• _Given problem_: Please print every one of the records below line for line, leaving the pictures out of your answer.

>> start Source data

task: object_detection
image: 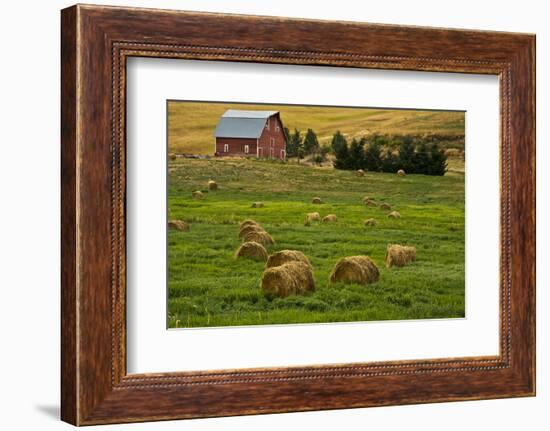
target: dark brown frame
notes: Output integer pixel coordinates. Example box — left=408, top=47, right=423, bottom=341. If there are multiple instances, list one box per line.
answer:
left=61, top=5, right=535, bottom=425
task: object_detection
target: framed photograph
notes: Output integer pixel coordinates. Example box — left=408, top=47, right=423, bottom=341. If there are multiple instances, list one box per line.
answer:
left=61, top=5, right=535, bottom=425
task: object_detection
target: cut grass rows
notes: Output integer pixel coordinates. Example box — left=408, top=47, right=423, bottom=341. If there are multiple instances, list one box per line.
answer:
left=168, top=159, right=465, bottom=327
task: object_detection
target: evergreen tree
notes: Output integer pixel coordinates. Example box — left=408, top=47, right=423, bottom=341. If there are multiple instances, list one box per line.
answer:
left=365, top=139, right=382, bottom=172
left=285, top=129, right=303, bottom=158
left=416, top=141, right=431, bottom=174
left=397, top=136, right=415, bottom=173
left=303, top=129, right=321, bottom=154
left=382, top=147, right=399, bottom=173
left=348, top=138, right=365, bottom=169
left=432, top=143, right=447, bottom=175
left=333, top=136, right=350, bottom=169
left=330, top=130, right=348, bottom=154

>> end Source data

• _Result_:
task: object_detection
image: 
target: dark brown frame
notes: Output integer pixel coordinates. Example box — left=408, top=47, right=423, bottom=341. If there are multiple instances, list one box per line.
answer:
left=61, top=5, right=535, bottom=425
task: object_detection
target: framed photograph
notes: Output integer pixel coordinates. Example box — left=408, top=47, right=423, bottom=341. If there are multiple instances, list one box per line.
answer:
left=61, top=5, right=535, bottom=425
task: object_detection
target: cut grass rows
notes: Output integer pixel coordinates. Example box — left=408, top=47, right=423, bottom=341. If there are multiple instances, list one box per line.
answer:
left=168, top=159, right=465, bottom=327
task: object_detection
target: evergreen tree
notes: Output integer pixel coordinates. Example box — left=408, top=47, right=423, bottom=341. If there are multiple instances, list one box per line.
answer:
left=365, top=139, right=382, bottom=172
left=285, top=129, right=303, bottom=158
left=416, top=141, right=431, bottom=174
left=397, top=136, right=415, bottom=173
left=303, top=129, right=321, bottom=154
left=382, top=147, right=399, bottom=173
left=348, top=138, right=365, bottom=169
left=432, top=143, right=447, bottom=175
left=333, top=136, right=350, bottom=169
left=330, top=130, right=348, bottom=154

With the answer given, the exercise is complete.